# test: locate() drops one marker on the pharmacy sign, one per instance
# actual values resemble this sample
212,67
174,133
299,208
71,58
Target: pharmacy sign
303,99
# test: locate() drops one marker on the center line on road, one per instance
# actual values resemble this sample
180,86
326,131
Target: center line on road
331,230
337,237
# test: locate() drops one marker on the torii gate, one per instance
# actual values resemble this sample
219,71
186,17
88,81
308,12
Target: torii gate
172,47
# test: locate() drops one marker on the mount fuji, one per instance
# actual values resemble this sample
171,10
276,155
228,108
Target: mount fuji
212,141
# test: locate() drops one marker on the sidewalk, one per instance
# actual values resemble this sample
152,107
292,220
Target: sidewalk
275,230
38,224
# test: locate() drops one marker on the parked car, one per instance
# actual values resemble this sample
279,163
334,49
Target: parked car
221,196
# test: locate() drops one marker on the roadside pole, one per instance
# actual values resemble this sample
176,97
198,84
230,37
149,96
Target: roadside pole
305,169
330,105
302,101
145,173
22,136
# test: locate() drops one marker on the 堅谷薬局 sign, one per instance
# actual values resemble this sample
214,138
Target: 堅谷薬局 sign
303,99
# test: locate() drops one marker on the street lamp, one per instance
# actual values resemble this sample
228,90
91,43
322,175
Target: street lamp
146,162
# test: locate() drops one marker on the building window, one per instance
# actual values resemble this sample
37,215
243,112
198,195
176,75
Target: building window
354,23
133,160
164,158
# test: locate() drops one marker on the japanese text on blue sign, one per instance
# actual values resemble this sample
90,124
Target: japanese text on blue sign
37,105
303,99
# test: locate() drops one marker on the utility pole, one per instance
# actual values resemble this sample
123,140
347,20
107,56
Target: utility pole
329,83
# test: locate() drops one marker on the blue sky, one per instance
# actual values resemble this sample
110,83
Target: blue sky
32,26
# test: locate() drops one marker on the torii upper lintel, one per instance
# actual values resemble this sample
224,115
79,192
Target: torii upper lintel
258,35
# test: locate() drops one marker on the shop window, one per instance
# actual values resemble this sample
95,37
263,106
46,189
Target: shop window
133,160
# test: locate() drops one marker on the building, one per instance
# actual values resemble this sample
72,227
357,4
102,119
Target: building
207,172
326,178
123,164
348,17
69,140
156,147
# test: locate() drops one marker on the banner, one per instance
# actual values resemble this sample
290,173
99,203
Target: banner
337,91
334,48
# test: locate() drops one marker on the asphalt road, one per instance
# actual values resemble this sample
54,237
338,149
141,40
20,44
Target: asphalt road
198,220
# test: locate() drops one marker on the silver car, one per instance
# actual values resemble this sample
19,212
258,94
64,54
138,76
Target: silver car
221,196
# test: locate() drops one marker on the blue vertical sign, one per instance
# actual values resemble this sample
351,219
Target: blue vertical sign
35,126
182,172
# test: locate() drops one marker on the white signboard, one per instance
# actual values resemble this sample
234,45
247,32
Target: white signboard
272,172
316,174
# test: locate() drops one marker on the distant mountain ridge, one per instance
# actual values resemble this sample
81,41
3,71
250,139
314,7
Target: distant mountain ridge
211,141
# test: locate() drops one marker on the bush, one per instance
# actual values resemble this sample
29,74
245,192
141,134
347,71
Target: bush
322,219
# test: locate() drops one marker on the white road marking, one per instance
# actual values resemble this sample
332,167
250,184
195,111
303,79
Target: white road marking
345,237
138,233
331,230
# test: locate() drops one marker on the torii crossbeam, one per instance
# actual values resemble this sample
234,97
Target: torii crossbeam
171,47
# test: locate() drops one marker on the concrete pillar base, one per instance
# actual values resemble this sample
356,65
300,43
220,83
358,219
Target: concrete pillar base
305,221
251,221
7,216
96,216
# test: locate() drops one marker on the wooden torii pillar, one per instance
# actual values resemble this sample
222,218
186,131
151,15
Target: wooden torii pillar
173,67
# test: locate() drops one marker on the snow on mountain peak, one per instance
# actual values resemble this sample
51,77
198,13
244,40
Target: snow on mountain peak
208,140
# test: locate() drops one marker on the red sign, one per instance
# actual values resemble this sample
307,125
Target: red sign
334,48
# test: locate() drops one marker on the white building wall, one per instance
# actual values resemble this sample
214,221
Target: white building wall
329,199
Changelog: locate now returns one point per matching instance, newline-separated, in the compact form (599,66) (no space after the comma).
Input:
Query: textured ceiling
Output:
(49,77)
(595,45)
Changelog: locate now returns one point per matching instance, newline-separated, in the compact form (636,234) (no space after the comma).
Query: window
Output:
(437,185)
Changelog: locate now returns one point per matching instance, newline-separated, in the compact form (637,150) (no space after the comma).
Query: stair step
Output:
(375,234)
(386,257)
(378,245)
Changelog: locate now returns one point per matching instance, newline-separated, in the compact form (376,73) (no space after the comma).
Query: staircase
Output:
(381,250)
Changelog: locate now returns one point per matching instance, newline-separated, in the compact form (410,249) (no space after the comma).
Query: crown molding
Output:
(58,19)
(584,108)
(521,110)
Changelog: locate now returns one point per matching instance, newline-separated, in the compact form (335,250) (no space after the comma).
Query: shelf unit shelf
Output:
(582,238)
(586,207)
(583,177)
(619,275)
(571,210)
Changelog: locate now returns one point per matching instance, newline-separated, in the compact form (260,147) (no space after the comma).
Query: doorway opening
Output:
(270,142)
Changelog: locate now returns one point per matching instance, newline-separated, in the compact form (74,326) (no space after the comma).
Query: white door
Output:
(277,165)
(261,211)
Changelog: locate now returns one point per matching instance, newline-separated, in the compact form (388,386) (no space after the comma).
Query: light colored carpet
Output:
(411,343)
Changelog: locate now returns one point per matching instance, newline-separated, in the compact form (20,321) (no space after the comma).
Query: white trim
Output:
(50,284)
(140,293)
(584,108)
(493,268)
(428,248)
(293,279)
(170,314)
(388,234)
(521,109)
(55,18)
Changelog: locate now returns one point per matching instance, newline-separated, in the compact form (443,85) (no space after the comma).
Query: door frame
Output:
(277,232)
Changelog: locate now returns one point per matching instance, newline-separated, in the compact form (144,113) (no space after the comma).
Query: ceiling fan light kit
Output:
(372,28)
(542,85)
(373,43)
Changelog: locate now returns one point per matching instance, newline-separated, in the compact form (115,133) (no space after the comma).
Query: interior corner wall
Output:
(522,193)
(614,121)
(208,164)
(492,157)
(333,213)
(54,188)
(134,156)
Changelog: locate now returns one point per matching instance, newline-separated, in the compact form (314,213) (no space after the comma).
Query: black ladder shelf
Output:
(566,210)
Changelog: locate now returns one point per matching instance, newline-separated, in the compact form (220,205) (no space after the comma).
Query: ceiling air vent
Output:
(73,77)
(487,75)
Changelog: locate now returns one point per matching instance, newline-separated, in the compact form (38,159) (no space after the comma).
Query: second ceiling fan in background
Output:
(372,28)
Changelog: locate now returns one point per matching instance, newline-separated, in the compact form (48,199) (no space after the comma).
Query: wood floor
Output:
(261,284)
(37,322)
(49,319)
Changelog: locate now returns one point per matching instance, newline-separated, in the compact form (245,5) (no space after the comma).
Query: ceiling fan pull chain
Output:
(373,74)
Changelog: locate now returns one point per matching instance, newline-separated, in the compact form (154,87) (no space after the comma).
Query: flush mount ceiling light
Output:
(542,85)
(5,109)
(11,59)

_WHAT YOU ARE ASKED TO DO_: Only an exact copy of all the data will do as the answer.

_RESULT OF THE TASK_:
# test: locate() drops one marker on the pharmacy sign, one per instance
# actual values resemble this sample
212,67
174,133
299,208
71,58
Target: pharmacy sign
303,99
# test: locate() drops one marker on the center line on road, one per instance
# actual values resemble this sample
180,86
326,131
Target: center line on road
331,230
337,237
# test: locate() drops one marker on the torii gate, one per instance
# actual values resemble this sample
219,71
186,17
88,81
308,12
Target: torii gate
172,47
# test: locate() drops one marker on the mount fuji, one per instance
# actual values resemble this sample
171,10
276,155
228,108
Target: mount fuji
212,141
# test: locate() drops one marker on the sidewalk, one per instance
# actual values resemble this sample
152,107
292,220
Target: sidewalk
275,230
38,224
# test: locate() drops one marker on the parked car, one per instance
# actual values resemble this sample
279,163
334,49
Target: parked car
221,196
# test: locate() drops one marker on the roadside pole, one per instance
# actual values resemble this sample
176,97
198,84
230,37
149,96
Target: roadside pole
305,169
330,105
302,101
145,173
22,136
# test: locate() drops one marker on the 堅谷薬局 sign, one per instance
# actual values resemble this sample
214,138
Target: 堅谷薬局 sign
303,99
# test: locate() drops one marker on the street lamp, one per instance
# actual values resemble this sample
228,90
91,43
322,175
Target: street lamp
146,162
# test: locate() drops one marker on the building window, one per instance
# actual values resemble this sample
37,215
243,112
198,195
176,75
Target: building window
354,23
133,160
164,158
# test: locate() drops one marker on the japanese text on blue sign, one per instance
# actual values resemble this sample
90,124
Target: japanese text on blue sign
37,105
303,99
# test: locate() drops one marker on the utility pole, one per instance
# actual values resemble this sample
123,140
347,20
107,56
Target: utility pole
329,83
# test: locate() drops one marker on the blue sky, one per instance
# actual values resemble this sample
110,83
Target: blue sky
32,26
# test: locate() drops one marker on the torii upper lintel, one per instance
# actual values resemble this sample
224,115
79,192
Target: torii upper lintel
258,35
# test: locate() drops one marker on the shop window, one per instance
# actual values resemble this sample
95,37
263,106
46,189
Target: shop window
133,160
# test: locate() drops one marker on the building, one per instance
# actual values resemble this sample
72,227
357,4
102,119
Target: building
207,172
326,178
123,164
348,17
69,140
156,147
# test: locate() drops one marker on the banner, one per instance
# actual values resemble this sample
290,173
99,203
Target: banner
337,91
334,48
# test: locate() drops one marker on the asphalt road, one per instance
# actual values resemble this sample
54,237
338,149
141,40
20,44
Target: asphalt road
198,220
# test: locate() drops one marker on the silver car, one per instance
# actual values resemble this sample
19,212
258,94
64,54
138,76
Target: silver car
221,196
# test: locate() drops one marker on the blue vertical sign, one per instance
# actual values resemble this sample
351,219
Target: blue vertical sign
35,126
182,172
# test: locate() drops one marker on the white signboard, one per instance
# actual values resemble this sample
234,45
247,32
Target: white signboard
272,172
316,174
# test: locate() drops one marker on the distant mountain ridge, one per instance
# actual values resemble this sample
81,41
3,71
250,139
314,7
Target: distant mountain ridge
211,141
# test: locate() drops one marker on the bush, one per instance
# actual values resemble this sample
29,74
245,192
141,134
347,71
Target: bush
322,219
# test: locate() drops one marker on the white road marking, one per instance
# actual values resemble this sample
332,167
250,184
195,111
303,79
Target: white road marking
345,237
138,233
331,230
# test: locate() drops one marker on the torii crossbeam, one per instance
# actual values resemble this sample
234,97
Target: torii crossbeam
171,47
# test: locate() drops one marker on the concrete pillar base, one per instance
# actual values resemble this sample
356,65
300,43
220,83
358,219
Target: concrete pillar base
305,221
251,221
7,216
96,216
# test: locate() drops one marker on the wooden torii pillar, one per instance
# actual values resemble this sample
222,218
186,131
151,15
Target: wooden torii pillar
173,67
# test: locate() drops one marker on the snow on mountain peak, one per instance
# actual values resemble this sample
51,77
198,13
244,40
Target: snow on mountain peak
208,140
# test: locate() drops one marker on the red sign, one per instance
# actual values resemble this sample
307,125
Target: red sign
334,48
# test: locate() drops one marker on the white building wall, one per instance
# actual values resemble this sample
214,221
Target: white building wall
329,199
Changelog: locate now returns one point per matching instance, newline-separated, in the compact form (599,66) (no space after the comma).
Input:
Query: textured ceiling
Output:
(49,77)
(595,45)
Changelog: locate now returns one point per matching instance, newline-separated, in the compact form (636,234) (no space after the comma).
Query: window
Output:
(437,185)
Changelog: locate now returns one point per matching instance, newline-separated, in the compact form (637,150) (no space after the comma).
Query: stair step
Output:
(375,234)
(386,257)
(378,245)
Changelog: locate now returns one point per matching instance, newline-separated, in the compact form (376,73) (no space after the comma).
Query: staircase
Output:
(381,250)
Changelog: locate now returns one point per matching instance, newline-separated, in the compact form (410,249) (no space after the comma).
Query: crown molding
Output:
(58,19)
(584,108)
(521,110)
Changelog: locate now returns one point per matching instance, newline-separated, in the compact form (335,250) (no space after the comma).
Query: shelf unit shelf
Output:
(582,238)
(586,207)
(583,177)
(619,275)
(571,210)
Changelog: locate now returns one point per matching instance, newline-separated, in the compact form (260,147) (no space after the comma).
Query: doorway opening
Output:
(270,142)
Changelog: locate now returns one point per matching instance, newline-separated, in the compact form (74,326) (no space after the comma).
Query: white door
Output:
(277,165)
(261,211)
Changelog: locate now returns one point per matching instance, newline-separated, in the compact form (388,386) (no space after the comma).
Query: light colored carpet
Output:
(411,343)
Changelog: locate now returns one point per matching instance, newline-separated, in the compact form (20,321) (no space after the comma).
Query: white trim
Output:
(50,284)
(140,293)
(584,108)
(493,268)
(428,248)
(293,279)
(170,314)
(388,234)
(521,109)
(55,18)
Changelog: locate now returns one point per matching instance, newline-separated, in the compact form (443,85) (no space after the comma).
Query: door frame
Output:
(277,232)
Changelog: locate now returns one point per matching instance, newline-separated, in the compact form (144,113) (no space after the comma).
Query: ceiling fan light kit
Output:
(372,28)
(542,85)
(373,43)
Changelog: locate now returns one point per matching instance, newline-separated, in the compact form (115,133) (no space after the comma).
Query: interior corner wall
Output:
(522,193)
(614,121)
(208,164)
(492,157)
(333,213)
(54,188)
(134,156)
Changelog: locate now returns one point per matching instance, newline-separated, in the compact form (314,213) (no space after the comma).
Query: black ladder shelf
Output:
(566,210)
Changelog: locate now returns one point per matching instance, newline-separated, in the compact form (220,205) (no space after the comma).
Query: ceiling air vent
Output:
(73,77)
(487,75)
Changelog: locate now returns one point per matching instance, newline-separated, in the compact form (38,159) (no space after the comma).
Query: second ceiling fan in background
Output:
(372,28)
Changelog: locate now returns one point per matching instance, newline-separated, in the compact form (48,199) (no space after the comma).
Query: wood floor
Output:
(261,284)
(37,322)
(49,319)
Changelog: locate now returns one point per matching instance, newline-separated, in the compact form (245,5) (no space after the comma).
Query: ceiling fan pull chain
Output:
(373,74)
Changelog: locate now returns one point per matching instance, newline-separated, in the compact form (154,87) (no space after the comma).
Query: flush mount ceiling light
Output:
(542,85)
(5,109)
(11,59)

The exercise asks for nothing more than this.